INPUT DATA: Begin

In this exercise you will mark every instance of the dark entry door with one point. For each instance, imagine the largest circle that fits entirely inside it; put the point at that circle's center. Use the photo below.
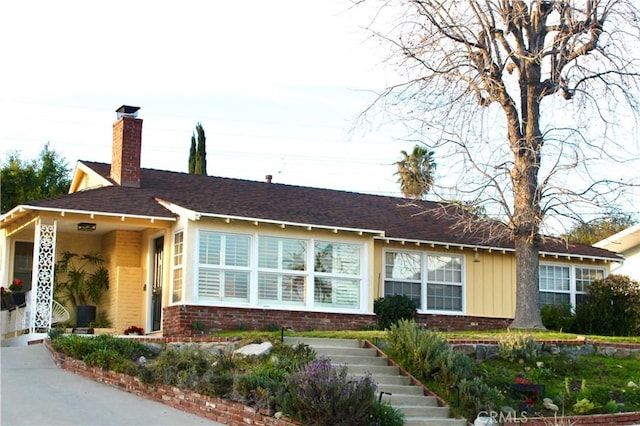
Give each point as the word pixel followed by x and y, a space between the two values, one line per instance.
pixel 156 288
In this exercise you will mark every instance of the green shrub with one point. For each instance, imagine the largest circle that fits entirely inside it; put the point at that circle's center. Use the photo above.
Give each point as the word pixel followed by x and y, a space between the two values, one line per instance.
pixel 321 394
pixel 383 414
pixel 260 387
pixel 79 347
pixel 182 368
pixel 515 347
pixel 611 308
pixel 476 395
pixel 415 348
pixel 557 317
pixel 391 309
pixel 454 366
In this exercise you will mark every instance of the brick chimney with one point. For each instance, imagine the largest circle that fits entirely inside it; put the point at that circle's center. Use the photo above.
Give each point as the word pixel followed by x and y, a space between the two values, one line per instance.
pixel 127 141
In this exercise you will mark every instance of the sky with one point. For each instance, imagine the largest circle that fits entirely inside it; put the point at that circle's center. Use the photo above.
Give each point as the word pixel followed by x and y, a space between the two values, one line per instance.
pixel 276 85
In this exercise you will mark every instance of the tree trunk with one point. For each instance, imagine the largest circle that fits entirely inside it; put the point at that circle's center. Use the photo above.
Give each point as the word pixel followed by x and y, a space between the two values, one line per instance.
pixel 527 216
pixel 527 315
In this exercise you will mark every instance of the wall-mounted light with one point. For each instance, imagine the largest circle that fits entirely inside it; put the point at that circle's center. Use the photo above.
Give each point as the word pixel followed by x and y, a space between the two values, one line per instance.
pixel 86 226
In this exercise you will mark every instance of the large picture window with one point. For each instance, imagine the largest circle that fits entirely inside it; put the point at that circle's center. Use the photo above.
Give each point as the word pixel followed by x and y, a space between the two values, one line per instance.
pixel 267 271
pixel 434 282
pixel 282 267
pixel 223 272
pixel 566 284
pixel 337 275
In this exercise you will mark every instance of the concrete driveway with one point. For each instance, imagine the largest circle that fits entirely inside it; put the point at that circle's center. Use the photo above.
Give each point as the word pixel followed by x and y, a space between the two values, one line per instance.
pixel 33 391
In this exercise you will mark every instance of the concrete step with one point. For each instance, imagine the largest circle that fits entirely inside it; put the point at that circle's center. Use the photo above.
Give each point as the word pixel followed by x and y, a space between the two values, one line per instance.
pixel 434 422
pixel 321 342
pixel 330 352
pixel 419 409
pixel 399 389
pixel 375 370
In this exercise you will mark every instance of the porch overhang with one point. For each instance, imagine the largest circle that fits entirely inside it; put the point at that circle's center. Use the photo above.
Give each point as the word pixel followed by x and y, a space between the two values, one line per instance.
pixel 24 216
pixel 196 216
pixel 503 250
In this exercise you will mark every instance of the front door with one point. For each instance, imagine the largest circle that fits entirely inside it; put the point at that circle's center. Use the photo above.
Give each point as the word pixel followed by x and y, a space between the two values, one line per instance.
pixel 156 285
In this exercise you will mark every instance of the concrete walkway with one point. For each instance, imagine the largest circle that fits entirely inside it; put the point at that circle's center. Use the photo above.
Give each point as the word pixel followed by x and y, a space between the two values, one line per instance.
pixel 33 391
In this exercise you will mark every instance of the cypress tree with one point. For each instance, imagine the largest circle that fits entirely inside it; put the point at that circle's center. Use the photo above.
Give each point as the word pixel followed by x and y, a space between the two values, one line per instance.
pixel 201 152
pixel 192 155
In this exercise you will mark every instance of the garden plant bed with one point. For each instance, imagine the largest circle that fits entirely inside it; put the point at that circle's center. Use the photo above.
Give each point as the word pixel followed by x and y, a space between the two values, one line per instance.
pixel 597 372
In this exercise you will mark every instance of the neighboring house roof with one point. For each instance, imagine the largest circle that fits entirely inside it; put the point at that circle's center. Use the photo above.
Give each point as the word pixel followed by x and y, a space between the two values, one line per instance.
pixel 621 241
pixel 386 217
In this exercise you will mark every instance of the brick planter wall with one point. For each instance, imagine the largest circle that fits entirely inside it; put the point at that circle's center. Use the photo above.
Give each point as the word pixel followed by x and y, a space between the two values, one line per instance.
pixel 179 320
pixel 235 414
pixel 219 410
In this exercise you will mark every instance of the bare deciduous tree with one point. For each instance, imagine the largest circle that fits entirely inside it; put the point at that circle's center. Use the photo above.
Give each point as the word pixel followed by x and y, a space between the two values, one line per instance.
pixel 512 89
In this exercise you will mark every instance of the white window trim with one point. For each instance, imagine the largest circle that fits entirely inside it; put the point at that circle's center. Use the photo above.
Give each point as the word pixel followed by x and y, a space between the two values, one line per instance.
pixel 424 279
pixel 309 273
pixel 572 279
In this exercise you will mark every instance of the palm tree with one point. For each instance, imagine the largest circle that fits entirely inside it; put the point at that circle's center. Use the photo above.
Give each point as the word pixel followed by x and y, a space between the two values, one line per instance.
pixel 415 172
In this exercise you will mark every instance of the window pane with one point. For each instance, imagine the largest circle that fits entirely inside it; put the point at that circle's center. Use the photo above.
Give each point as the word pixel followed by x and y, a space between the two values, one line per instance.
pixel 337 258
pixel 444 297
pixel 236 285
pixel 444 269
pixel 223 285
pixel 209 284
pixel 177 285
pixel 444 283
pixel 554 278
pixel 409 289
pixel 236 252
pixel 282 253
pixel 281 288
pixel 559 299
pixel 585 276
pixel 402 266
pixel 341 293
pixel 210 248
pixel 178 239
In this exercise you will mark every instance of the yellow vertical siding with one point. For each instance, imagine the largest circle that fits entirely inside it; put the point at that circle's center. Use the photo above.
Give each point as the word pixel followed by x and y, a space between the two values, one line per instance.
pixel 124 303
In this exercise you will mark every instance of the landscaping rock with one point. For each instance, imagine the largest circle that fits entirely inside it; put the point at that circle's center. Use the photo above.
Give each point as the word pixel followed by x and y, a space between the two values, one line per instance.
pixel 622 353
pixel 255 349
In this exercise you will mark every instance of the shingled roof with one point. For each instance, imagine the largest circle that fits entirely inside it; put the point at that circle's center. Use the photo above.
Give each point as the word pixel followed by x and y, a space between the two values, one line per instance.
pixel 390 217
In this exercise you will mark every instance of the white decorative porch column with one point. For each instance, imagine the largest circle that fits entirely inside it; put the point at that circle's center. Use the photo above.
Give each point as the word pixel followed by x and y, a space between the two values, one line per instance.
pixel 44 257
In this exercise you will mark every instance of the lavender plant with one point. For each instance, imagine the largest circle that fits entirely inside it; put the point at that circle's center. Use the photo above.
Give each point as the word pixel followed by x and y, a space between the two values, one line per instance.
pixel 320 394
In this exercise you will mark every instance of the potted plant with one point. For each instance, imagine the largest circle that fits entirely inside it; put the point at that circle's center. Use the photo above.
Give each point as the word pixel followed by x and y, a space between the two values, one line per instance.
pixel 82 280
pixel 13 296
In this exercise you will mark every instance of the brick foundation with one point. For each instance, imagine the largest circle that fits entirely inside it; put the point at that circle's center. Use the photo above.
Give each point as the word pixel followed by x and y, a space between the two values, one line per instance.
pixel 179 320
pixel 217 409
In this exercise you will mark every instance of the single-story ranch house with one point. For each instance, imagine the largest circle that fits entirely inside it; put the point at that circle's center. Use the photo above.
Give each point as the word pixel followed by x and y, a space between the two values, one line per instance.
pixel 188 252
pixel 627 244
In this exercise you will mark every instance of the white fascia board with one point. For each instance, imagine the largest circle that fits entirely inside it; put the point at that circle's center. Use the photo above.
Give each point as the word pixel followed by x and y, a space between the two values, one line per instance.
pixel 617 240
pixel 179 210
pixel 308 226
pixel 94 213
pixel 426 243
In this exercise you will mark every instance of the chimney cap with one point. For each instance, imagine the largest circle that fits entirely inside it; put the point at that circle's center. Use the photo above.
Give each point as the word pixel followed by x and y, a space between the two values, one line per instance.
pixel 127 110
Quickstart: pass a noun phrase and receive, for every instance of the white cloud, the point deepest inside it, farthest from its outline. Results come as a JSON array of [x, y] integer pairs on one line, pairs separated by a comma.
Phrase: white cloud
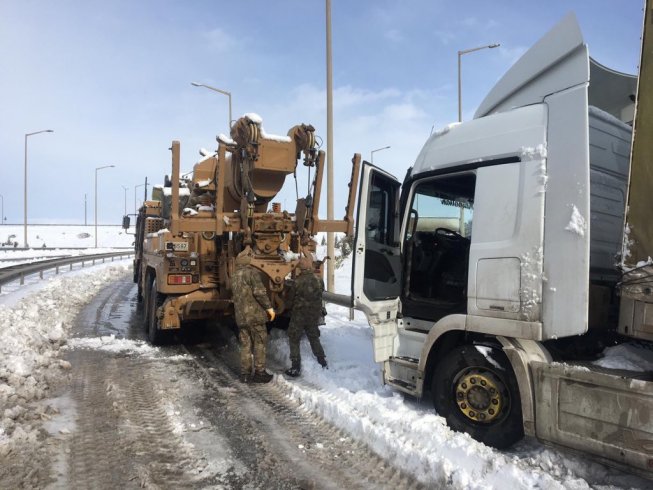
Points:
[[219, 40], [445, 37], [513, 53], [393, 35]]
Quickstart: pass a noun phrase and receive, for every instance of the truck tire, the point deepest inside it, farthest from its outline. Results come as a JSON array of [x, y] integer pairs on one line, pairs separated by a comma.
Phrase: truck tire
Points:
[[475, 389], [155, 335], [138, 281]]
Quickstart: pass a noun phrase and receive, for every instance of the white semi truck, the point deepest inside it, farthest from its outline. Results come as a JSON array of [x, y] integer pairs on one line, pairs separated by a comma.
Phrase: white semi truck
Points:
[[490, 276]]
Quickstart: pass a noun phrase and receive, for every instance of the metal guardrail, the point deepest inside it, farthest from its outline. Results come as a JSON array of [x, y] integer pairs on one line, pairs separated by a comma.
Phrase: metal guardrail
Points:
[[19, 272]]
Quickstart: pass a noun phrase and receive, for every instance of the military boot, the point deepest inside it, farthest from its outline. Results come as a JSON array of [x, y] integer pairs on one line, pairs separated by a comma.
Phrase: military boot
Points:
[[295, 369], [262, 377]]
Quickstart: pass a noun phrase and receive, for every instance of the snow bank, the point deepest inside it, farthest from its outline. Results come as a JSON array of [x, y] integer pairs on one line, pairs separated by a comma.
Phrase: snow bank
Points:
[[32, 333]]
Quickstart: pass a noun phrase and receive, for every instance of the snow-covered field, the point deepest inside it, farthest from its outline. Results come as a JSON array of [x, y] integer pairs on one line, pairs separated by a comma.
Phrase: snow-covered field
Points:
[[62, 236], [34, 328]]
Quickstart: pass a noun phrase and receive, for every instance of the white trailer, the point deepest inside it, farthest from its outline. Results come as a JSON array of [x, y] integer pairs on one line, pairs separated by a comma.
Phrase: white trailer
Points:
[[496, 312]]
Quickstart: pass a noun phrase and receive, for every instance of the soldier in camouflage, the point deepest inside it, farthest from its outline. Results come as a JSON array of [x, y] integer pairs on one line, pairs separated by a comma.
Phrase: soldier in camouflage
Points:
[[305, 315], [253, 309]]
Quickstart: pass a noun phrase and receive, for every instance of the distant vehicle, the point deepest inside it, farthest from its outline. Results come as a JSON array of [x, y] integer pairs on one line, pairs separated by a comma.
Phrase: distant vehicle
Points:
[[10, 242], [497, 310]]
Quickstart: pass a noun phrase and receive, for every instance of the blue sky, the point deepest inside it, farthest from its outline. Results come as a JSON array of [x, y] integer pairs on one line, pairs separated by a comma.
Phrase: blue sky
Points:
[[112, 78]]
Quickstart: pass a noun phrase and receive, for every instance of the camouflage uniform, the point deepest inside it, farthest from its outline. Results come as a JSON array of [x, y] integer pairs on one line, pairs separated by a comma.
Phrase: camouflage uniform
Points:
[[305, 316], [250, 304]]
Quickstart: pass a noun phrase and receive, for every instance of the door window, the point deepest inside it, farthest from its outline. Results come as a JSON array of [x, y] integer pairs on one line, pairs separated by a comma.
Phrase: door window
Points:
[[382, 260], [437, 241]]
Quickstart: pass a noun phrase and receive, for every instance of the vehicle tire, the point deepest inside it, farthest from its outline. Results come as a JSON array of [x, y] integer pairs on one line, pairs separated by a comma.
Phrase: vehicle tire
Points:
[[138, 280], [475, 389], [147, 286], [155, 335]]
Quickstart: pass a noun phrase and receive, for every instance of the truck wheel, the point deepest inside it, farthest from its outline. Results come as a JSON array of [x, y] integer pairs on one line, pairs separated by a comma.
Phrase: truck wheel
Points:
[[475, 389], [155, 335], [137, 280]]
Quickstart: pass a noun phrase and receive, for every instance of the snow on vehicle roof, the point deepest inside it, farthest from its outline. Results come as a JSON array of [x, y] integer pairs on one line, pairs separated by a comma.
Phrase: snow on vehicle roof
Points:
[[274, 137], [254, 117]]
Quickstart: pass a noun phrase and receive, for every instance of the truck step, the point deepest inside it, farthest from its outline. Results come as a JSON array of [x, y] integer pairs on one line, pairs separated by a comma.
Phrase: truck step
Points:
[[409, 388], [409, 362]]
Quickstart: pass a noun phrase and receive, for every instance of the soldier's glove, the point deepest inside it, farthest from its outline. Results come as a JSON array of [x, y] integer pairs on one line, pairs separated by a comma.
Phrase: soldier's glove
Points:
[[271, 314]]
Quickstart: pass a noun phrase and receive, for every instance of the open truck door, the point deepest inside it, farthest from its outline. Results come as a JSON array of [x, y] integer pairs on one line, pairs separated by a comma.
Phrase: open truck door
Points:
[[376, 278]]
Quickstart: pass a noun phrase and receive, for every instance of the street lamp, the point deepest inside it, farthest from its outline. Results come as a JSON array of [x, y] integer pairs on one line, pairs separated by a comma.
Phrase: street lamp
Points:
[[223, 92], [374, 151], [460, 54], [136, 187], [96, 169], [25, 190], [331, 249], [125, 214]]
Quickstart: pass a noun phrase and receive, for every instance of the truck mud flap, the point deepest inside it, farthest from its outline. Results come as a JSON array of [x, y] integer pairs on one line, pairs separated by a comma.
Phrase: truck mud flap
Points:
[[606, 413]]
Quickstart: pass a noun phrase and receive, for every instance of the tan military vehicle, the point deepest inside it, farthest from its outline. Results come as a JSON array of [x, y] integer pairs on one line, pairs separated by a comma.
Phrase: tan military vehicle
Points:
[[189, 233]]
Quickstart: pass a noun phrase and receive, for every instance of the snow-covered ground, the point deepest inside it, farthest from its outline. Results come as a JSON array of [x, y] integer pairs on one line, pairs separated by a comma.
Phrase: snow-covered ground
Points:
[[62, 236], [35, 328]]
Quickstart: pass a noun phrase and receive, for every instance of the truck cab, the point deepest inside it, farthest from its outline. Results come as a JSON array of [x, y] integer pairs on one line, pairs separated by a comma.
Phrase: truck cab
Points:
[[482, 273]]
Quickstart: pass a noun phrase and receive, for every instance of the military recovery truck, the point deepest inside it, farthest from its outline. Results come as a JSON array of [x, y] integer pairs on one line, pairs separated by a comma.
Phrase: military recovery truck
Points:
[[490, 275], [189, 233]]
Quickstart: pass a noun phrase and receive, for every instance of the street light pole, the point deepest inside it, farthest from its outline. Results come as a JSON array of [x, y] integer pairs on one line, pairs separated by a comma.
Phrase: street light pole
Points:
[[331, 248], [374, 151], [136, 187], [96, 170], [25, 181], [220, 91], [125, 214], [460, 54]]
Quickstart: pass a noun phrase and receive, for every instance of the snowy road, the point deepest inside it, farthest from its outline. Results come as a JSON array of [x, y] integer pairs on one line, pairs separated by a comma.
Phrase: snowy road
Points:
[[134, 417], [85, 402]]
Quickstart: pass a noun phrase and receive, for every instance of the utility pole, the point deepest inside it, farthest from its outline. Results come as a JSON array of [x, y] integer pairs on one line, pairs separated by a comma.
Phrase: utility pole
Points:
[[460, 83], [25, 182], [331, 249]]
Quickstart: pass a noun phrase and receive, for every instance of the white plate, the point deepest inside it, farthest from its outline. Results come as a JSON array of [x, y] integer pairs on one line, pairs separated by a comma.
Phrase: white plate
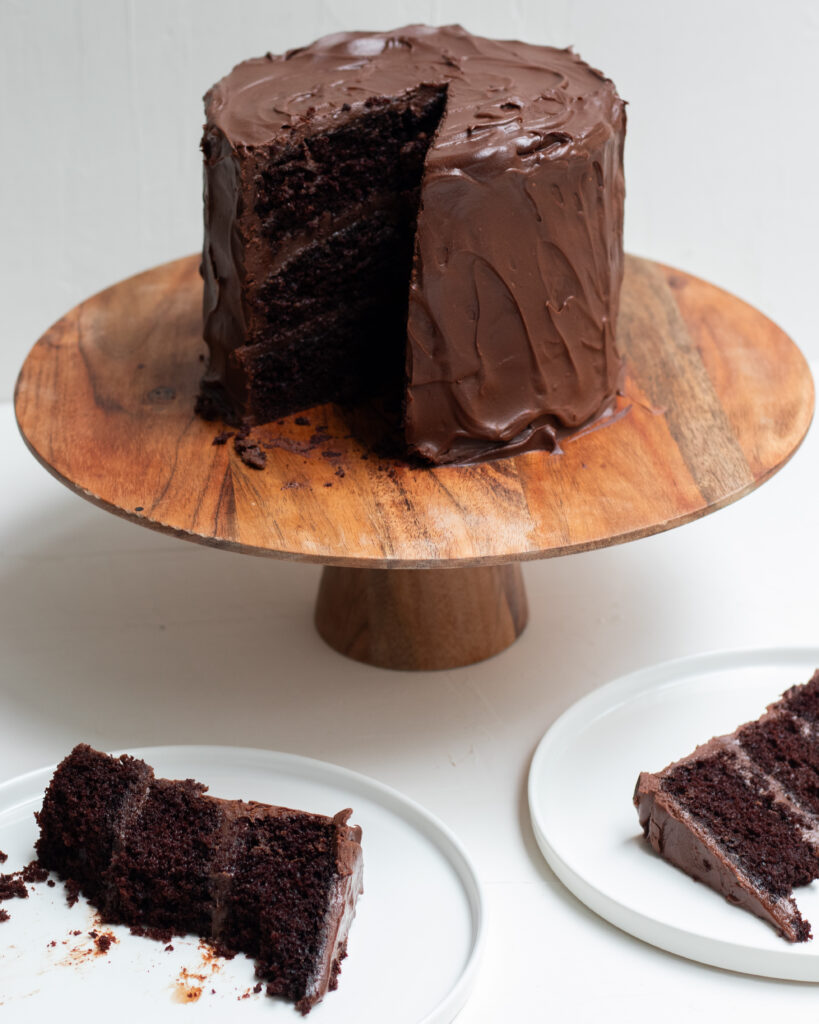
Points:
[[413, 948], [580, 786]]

INPUT DATA: End

■ WHAT IS BEING ASKED
Copy each line above that contains the word "soldier".

■ EXERCISE RESPONSE
Quickstart: pass a noun phrase and receive, for every instance of the soldier in camouflage, the point deepest inside it, farthest from its outline. Results come as a JSON array of [x, y] integer pairs on one line, pairs separated by a comma.
Phrase: soldier in camouflage
Quickstart: pass a noun phrase and receive, for every instance of the soldier's glove, the point deepest inside it, farthest from its outline. Results come as a JSON array of [x, y] integer pairs on one line, pairs separated by a comma.
Phrase: soldier's glove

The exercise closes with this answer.